_WORK TO DO_
Here are some entries; quote each one exactly.

>>>>

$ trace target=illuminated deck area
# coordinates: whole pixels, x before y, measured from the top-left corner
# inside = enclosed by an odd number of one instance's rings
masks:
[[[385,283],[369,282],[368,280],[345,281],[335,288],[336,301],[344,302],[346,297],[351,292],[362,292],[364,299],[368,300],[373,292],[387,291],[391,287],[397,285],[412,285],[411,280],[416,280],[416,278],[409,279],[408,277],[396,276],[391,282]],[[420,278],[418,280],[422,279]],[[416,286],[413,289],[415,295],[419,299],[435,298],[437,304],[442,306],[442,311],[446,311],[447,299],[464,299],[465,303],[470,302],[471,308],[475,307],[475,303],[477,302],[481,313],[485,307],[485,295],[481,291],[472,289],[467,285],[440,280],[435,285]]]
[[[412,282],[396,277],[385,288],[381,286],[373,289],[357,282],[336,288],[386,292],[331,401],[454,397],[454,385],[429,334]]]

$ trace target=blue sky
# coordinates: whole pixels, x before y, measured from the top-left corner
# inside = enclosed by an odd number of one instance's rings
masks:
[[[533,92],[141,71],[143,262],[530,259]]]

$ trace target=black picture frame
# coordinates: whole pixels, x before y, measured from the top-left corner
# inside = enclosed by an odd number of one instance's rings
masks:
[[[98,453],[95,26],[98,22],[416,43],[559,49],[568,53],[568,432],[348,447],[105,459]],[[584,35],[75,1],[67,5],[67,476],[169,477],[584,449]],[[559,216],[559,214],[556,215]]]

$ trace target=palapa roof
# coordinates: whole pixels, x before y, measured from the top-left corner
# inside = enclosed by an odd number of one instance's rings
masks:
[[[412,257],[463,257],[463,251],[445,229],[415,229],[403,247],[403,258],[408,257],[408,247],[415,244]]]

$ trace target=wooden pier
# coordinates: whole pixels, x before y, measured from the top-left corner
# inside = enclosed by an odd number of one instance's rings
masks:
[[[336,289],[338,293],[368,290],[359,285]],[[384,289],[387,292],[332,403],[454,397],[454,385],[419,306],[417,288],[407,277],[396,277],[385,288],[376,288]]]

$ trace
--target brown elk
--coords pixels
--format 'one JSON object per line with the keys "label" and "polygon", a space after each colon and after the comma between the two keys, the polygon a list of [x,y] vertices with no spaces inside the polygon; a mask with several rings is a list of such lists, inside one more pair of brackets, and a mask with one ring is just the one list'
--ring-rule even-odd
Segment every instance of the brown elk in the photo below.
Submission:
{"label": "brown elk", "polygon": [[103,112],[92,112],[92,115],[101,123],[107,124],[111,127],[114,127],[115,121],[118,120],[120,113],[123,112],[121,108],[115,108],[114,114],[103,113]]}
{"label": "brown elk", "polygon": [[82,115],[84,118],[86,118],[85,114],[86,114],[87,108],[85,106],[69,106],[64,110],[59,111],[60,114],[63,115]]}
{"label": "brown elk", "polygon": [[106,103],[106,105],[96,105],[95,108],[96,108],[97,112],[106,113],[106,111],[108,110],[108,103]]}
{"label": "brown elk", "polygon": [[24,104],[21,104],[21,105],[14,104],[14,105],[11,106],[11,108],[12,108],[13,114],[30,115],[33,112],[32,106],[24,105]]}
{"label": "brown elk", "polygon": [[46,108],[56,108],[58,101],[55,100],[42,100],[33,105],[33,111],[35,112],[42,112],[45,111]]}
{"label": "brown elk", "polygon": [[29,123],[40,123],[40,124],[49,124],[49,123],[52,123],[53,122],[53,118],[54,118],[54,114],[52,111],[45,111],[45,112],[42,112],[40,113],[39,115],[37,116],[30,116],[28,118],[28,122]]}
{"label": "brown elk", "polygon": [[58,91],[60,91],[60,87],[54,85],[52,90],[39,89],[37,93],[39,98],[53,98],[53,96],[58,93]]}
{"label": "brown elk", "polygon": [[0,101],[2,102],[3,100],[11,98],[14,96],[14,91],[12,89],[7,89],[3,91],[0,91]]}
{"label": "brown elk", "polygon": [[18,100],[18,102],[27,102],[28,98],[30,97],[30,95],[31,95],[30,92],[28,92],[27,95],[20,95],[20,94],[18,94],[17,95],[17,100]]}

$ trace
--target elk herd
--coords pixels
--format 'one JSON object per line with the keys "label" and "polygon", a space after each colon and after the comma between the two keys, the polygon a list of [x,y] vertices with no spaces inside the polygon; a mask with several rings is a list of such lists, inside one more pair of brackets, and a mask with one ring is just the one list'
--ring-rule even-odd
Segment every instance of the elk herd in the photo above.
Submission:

<<<<

_TASK RESPONSE_
$ trace target=illuminated deck area
# coordinates: whole pixels, x before y, measured from the top-left corner
# inside = enclosed by an odd number of one instance's rings
masks:
[[[385,283],[369,282],[368,280],[345,281],[335,288],[336,301],[344,302],[346,297],[351,292],[362,292],[364,299],[368,300],[373,292],[387,291],[391,287],[397,285],[412,285],[411,280],[416,280],[416,278],[409,279],[408,277],[396,276],[391,282]],[[420,278],[418,280],[422,279]],[[416,286],[413,289],[415,295],[419,299],[435,298],[437,304],[442,306],[442,311],[446,311],[447,299],[464,299],[465,303],[470,302],[471,308],[475,307],[475,303],[477,302],[481,313],[485,307],[485,295],[481,291],[472,289],[467,285],[440,280],[435,285]]]
[[[412,282],[396,277],[385,288],[381,286],[373,289],[357,282],[336,288],[386,292],[331,401],[454,397],[454,385],[429,334]]]

$ trace target=blue sky
# coordinates: whole pixels, x before y, measured from the top-left corner
# inside = enclosed by an odd number of one instance's rings
masks:
[[[533,92],[141,71],[143,262],[530,259]]]

$ trace target=black picture frame
# coordinates: whole pixels, x before y, measured from the top-left corner
# inside = enclosed by an odd number of one instance's rings
masks:
[[[98,453],[95,26],[98,22],[416,43],[559,49],[568,53],[568,432],[348,447],[105,459]],[[584,35],[75,1],[67,5],[67,476],[169,477],[584,449]],[[559,216],[559,214],[556,215]]]

$ trace target=palapa roof
# coordinates: whole pixels, x before y, measured from the top-left corner
# inside = enclosed by an odd number of one instance's rings
masks:
[[[412,257],[463,257],[463,251],[445,229],[415,229],[403,247],[403,258],[408,257],[408,247],[415,244]]]

$ trace target=wooden pier
# coordinates: whole pixels, x before y, measured from the top-left corner
# inside = enclosed by an odd number of one instance's rings
masks:
[[[336,289],[338,293],[368,290],[359,285]],[[384,289],[387,292],[332,403],[454,397],[454,385],[419,306],[417,288],[407,277],[396,277],[385,288],[376,288]]]

$ trace
--target brown elk
--coords pixels
--format 'one JSON object per line with the keys "label" and "polygon", a space after each colon and after the comma between the two keys, the polygon a list of [x,y] vertices with no spaces inside the polygon; a mask with several rings is a list of such lists, inside one more pair of brackets, and a mask with one ring is just the one list'
--ring-rule even-odd
Segment every instance of the brown elk in the photo below.
Submission:
{"label": "brown elk", "polygon": [[103,112],[92,112],[92,115],[101,123],[107,124],[111,127],[114,127],[115,121],[118,120],[120,113],[123,112],[121,108],[115,108],[114,114],[103,113]]}
{"label": "brown elk", "polygon": [[82,115],[84,118],[86,118],[85,114],[86,114],[87,108],[85,106],[69,106],[64,110],[59,111],[60,114],[63,115]]}
{"label": "brown elk", "polygon": [[106,103],[106,105],[96,105],[95,108],[96,108],[97,112],[106,113],[106,111],[108,110],[108,103]]}
{"label": "brown elk", "polygon": [[24,104],[21,104],[21,105],[14,104],[14,105],[11,106],[11,108],[12,108],[13,114],[30,115],[33,112],[32,106],[24,105]]}
{"label": "brown elk", "polygon": [[46,108],[56,108],[58,101],[55,100],[42,100],[33,105],[33,111],[35,112],[42,112],[45,111]]}
{"label": "brown elk", "polygon": [[29,123],[40,123],[40,124],[49,124],[49,123],[52,123],[53,122],[53,118],[54,118],[54,114],[52,111],[45,111],[45,112],[42,112],[40,113],[39,115],[37,116],[30,116],[28,118],[28,122]]}
{"label": "brown elk", "polygon": [[58,91],[60,91],[60,87],[54,85],[52,90],[39,89],[37,93],[39,98],[53,98],[53,96],[58,93]]}
{"label": "brown elk", "polygon": [[0,101],[2,102],[3,100],[11,98],[14,96],[14,91],[12,89],[7,89],[3,91],[0,91]]}
{"label": "brown elk", "polygon": [[18,100],[18,102],[27,102],[28,98],[30,97],[30,95],[31,95],[30,92],[28,92],[27,95],[20,95],[20,94],[18,94],[17,95],[17,100]]}

$ trace
--target elk herd
--coords pixels
--format 'one JSON object per line with the keys "label" and "polygon", a space after each colon and after the comma between the two keys, the polygon a list of [x,y] vertices with no spaces inside the polygon; a mask with several rings is a list of such lists, inside one more pair of brackets, and a mask with one ring is just the one list'
--ring-rule even-odd
Segment every instance of the elk herd in the photo above.
Submission:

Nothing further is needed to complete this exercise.